──────── Vorliegender Text

Diese Woche fand in Genf eine Konferenz mit rund 900 Wissenschaftlern, Diplomatinnen und weiteren Teilnehmenden statt. Organisiert hat sie die Geneva Science and Diplomacy Anticipator (GESDA), eine neue Stiftung, die die weltweiten wissenschaftlichen Entwicklungen auf dem Radar hat. Als Stiftungspräsident konnte der Bundesrat den langjährigen Nestlé-Lenker Peter Brabeck (76) gewinnen. SonntagsBlick traf ihn in Genf.
Herr Brabeck, warum bringen Sie in Genf Wissenschaftler und Diplomatinnen zusammen?
Peter Brabeck-Letmathe: Die Wissenschaft schreitet schneller voran, als die Politik folgen kann. Diese ist derart mit dem Alltag beschäftigt, dass sie zu wenig Zeit findet, um über langfristige Entwicklungen nachzudenken. Und so kann der wissenschaftliche Fortschritt nicht angewendet werden, weil der politische Rahmen fehlt. Durchbrüche verhungern in der Schublade.
Wie wollen Sie das ändern?
Wir haben die Meinungen von weltweit rund 4000 Wissenschaftlern eingeholt. Sie haben in allen relevanten Forschungsgebieten Prognosen darüber erstellt, welche technologischen Durchbrüche in fünf, zehn und 25 Jahren zu erwarten sind. Damit konfrontieren wir Politik und Diplomatie.
Was soll die Politik dann tun?

────────────────

## Aufgabenstellung
Wie viele Wissenschaftler wurden laut dem Interview weltweit nach ihrer Meinung befragt? Die Liste unten wird nicht benötigt.

──────── Die Daten

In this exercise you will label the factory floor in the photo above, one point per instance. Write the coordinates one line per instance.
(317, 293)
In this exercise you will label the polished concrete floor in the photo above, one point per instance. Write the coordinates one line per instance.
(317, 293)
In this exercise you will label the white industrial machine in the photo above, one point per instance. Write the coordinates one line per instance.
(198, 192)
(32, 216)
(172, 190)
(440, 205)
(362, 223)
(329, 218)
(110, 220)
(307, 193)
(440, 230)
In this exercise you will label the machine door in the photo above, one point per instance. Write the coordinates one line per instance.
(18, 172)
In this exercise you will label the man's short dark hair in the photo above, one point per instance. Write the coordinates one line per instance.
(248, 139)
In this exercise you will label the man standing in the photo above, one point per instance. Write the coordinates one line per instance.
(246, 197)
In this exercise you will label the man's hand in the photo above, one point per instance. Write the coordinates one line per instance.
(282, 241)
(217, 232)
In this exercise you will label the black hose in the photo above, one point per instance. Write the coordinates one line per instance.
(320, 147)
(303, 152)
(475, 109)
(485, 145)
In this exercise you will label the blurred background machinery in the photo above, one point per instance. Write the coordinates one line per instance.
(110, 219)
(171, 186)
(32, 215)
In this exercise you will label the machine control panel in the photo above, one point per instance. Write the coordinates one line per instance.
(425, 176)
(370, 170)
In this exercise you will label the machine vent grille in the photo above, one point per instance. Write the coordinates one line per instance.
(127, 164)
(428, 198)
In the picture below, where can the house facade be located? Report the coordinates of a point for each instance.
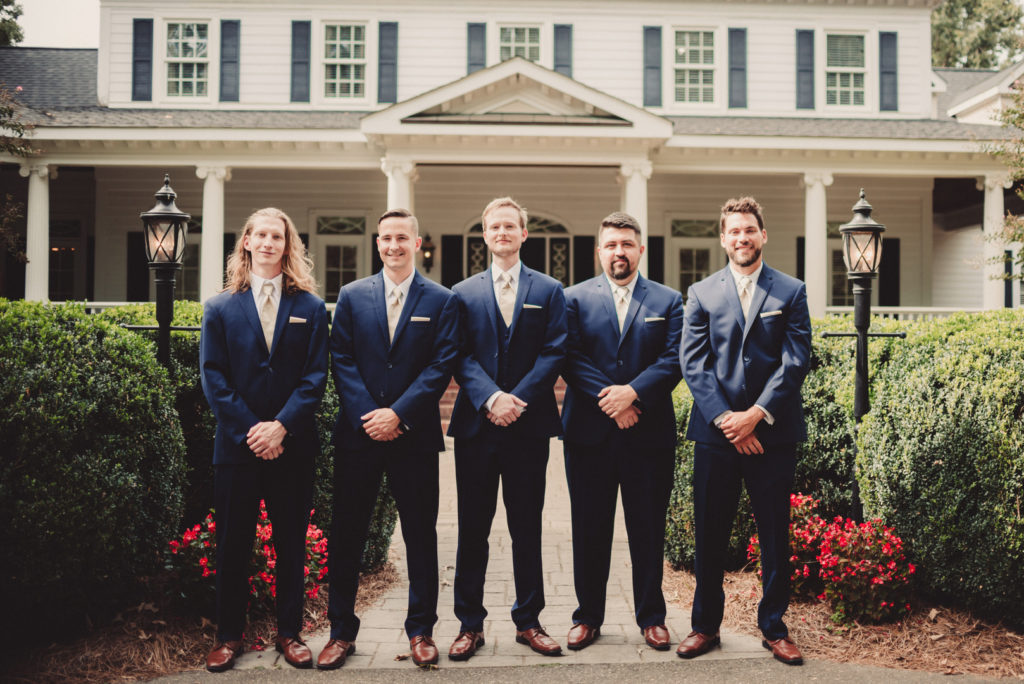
(335, 113)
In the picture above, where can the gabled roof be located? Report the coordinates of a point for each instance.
(517, 92)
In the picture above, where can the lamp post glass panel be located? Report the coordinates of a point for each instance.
(166, 228)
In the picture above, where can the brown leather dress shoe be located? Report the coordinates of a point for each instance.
(582, 635)
(222, 656)
(696, 644)
(539, 640)
(465, 645)
(784, 650)
(334, 654)
(656, 637)
(296, 652)
(424, 650)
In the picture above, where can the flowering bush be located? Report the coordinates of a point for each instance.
(865, 572)
(194, 556)
(860, 569)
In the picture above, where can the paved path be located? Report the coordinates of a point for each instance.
(381, 636)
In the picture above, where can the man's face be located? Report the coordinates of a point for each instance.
(620, 252)
(502, 231)
(397, 243)
(265, 243)
(742, 240)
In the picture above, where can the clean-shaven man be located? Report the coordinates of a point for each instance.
(264, 365)
(511, 349)
(745, 350)
(621, 427)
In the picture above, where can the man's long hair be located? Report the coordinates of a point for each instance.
(295, 264)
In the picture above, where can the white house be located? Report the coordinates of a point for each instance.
(335, 112)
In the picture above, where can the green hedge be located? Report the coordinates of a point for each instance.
(942, 458)
(199, 425)
(92, 466)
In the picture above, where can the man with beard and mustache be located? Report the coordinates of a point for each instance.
(745, 350)
(620, 427)
(392, 345)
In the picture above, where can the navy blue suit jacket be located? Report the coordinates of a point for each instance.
(644, 356)
(409, 374)
(730, 365)
(245, 384)
(537, 351)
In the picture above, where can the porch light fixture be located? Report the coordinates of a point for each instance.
(428, 253)
(166, 228)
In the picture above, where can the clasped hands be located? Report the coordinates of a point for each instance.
(264, 439)
(616, 402)
(738, 429)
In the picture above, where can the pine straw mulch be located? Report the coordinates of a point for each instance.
(933, 638)
(148, 641)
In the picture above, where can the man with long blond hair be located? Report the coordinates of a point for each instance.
(264, 365)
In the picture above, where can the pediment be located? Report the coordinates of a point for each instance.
(516, 93)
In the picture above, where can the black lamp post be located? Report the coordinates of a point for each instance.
(862, 252)
(166, 227)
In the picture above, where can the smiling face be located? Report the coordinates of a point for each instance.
(743, 240)
(266, 244)
(397, 244)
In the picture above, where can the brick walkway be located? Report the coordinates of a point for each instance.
(382, 637)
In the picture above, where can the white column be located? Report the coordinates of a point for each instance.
(37, 248)
(400, 176)
(633, 177)
(816, 241)
(993, 287)
(211, 256)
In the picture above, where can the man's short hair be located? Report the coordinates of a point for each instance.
(400, 213)
(620, 219)
(500, 203)
(745, 205)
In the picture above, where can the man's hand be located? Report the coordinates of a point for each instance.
(750, 444)
(506, 410)
(616, 399)
(738, 425)
(264, 439)
(382, 424)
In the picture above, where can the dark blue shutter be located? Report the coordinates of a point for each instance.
(563, 49)
(229, 56)
(476, 55)
(300, 61)
(805, 70)
(141, 60)
(652, 66)
(387, 62)
(737, 68)
(887, 72)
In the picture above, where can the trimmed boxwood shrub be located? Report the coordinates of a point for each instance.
(92, 466)
(942, 457)
(199, 426)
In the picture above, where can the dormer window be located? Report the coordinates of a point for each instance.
(187, 59)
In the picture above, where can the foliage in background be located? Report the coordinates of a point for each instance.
(92, 466)
(976, 34)
(199, 426)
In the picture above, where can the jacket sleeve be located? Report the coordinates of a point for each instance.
(233, 416)
(433, 379)
(308, 393)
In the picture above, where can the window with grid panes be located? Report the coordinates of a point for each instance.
(344, 60)
(694, 67)
(187, 59)
(519, 42)
(845, 70)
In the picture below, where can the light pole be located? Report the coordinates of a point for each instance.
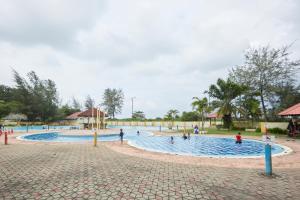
(132, 98)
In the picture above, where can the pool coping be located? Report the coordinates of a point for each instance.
(286, 150)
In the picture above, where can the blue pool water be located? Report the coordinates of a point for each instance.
(41, 127)
(196, 145)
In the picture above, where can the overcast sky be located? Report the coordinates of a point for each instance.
(163, 52)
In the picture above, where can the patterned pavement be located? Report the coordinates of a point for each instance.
(80, 171)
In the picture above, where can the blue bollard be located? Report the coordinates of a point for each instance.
(268, 159)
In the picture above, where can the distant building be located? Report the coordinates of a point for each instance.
(87, 118)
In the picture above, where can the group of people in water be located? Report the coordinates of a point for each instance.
(238, 138)
(184, 136)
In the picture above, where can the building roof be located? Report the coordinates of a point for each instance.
(74, 115)
(90, 112)
(294, 110)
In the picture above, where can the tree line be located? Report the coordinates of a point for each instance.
(38, 100)
(259, 89)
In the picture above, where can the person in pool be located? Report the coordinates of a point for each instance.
(238, 138)
(121, 135)
(172, 140)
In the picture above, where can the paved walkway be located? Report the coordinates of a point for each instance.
(80, 171)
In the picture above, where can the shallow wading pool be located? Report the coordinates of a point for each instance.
(197, 145)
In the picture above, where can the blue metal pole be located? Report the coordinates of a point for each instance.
(268, 159)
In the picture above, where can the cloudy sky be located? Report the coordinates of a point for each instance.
(163, 52)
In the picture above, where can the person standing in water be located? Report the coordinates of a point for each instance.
(238, 138)
(172, 140)
(121, 135)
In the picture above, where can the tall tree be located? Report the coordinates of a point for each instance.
(264, 69)
(225, 92)
(75, 104)
(202, 107)
(113, 100)
(39, 97)
(89, 102)
(172, 114)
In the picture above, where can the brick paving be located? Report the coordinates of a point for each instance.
(80, 171)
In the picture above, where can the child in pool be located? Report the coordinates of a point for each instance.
(238, 138)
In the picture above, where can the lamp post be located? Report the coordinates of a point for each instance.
(132, 98)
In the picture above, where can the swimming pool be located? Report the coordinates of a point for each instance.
(41, 127)
(198, 145)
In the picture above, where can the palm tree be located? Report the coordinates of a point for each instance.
(225, 92)
(202, 107)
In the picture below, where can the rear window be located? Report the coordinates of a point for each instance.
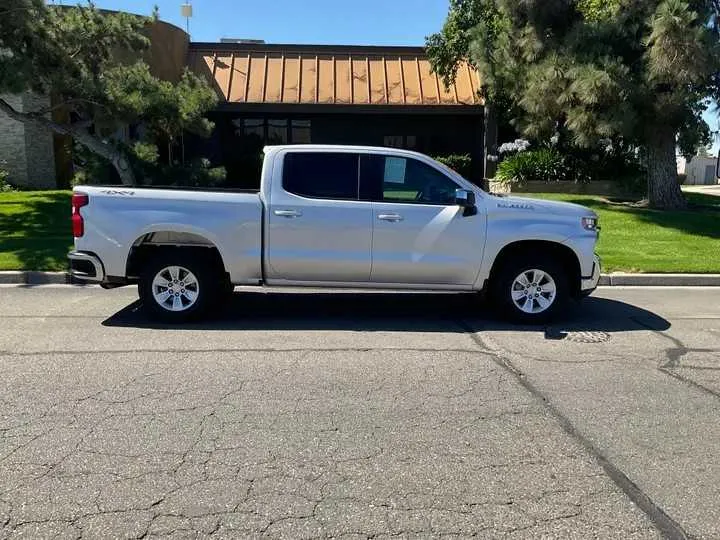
(321, 175)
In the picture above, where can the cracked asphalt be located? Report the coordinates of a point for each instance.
(310, 414)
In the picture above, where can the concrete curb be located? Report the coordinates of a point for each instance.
(607, 280)
(660, 280)
(34, 278)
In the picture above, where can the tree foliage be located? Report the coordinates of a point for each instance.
(90, 63)
(630, 70)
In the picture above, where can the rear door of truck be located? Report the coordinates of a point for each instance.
(317, 228)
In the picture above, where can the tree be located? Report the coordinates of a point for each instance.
(90, 64)
(637, 70)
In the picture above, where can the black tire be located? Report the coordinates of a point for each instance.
(207, 292)
(503, 282)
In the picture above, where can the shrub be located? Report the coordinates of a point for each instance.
(542, 165)
(461, 163)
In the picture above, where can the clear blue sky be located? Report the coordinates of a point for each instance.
(337, 22)
(346, 22)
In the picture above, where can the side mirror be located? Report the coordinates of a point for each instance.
(465, 198)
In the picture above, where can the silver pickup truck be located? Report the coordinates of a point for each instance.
(335, 216)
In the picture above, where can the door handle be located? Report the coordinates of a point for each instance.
(390, 217)
(287, 213)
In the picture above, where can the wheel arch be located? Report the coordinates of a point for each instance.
(149, 244)
(561, 252)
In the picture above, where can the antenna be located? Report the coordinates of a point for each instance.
(186, 11)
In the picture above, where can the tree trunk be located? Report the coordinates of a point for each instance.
(114, 155)
(663, 187)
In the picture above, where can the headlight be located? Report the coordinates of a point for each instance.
(589, 223)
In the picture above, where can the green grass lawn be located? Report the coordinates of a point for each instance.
(642, 240)
(35, 231)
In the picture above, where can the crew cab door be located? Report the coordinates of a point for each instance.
(317, 228)
(420, 234)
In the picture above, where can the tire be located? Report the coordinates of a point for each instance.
(191, 287)
(530, 289)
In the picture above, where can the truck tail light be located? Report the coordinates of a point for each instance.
(78, 201)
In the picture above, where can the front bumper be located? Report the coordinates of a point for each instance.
(86, 266)
(589, 284)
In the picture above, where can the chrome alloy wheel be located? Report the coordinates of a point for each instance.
(533, 291)
(175, 288)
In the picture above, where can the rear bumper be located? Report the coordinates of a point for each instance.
(589, 284)
(86, 266)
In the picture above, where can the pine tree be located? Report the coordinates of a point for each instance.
(640, 70)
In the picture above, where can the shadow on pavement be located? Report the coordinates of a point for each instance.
(399, 312)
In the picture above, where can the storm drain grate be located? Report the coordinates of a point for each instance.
(577, 336)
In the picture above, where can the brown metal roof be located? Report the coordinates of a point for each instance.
(339, 75)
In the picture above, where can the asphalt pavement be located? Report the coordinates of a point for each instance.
(309, 414)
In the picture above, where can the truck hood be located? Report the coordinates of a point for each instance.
(540, 205)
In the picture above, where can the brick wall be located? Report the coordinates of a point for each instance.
(27, 151)
(39, 147)
(12, 144)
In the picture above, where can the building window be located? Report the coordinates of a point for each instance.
(300, 132)
(277, 132)
(274, 131)
(253, 128)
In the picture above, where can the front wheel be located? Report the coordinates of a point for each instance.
(177, 287)
(531, 290)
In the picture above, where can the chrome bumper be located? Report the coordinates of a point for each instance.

────────────────

## Antwort
Rund 4000 Wissenschaftler.